Point-per-instance localization data

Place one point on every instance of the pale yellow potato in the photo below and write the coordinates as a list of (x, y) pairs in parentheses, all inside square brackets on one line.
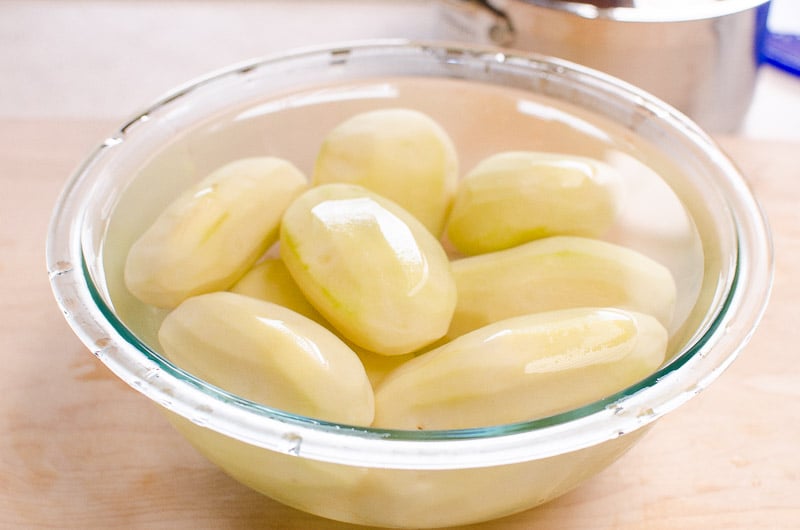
[(558, 272), (369, 267), (514, 197), (270, 280), (268, 354), (213, 233), (399, 153), (521, 369)]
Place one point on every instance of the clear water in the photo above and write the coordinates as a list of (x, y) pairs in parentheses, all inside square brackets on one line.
[(481, 119)]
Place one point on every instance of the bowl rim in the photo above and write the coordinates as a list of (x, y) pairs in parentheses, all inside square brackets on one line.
[(95, 323)]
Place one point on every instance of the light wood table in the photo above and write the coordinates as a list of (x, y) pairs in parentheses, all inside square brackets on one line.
[(80, 450)]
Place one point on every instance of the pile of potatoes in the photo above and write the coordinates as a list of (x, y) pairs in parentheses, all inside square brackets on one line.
[(386, 291)]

What to produce
Nothing but the pictures may be dropped; output the records above exactly.

Exercise result
Place one point on every instance of the pale yellow potato in the photo below and write the coordinates as a list of (x, y) pairs in parentheses, all inside square brackets on one line.
[(558, 272), (369, 267), (514, 197), (270, 280), (268, 354), (213, 233), (399, 153), (521, 369)]
Place one point on every instance of the clear water in the photo above and write the coordinates as a list of (x, y) pairs in parentheses, all inside square brackets on one line.
[(481, 119)]
Place one point on every instance of the bowl rim in the photo above and write the coordinates as a list of (x, y) pairs in parentheses, all inside square brackets on one line.
[(95, 323)]
Place one point on every instance of the light wood table in the photo above and write the coordinates as a list of (x, y) pairs in parentheses, all inside square brackets on one line.
[(80, 450)]
Place one point on every instance of the pile of potatoes in the photo above and write the coordinates as a list of (x, y) pairs in parentheses, all inside square brackets on one line.
[(386, 291)]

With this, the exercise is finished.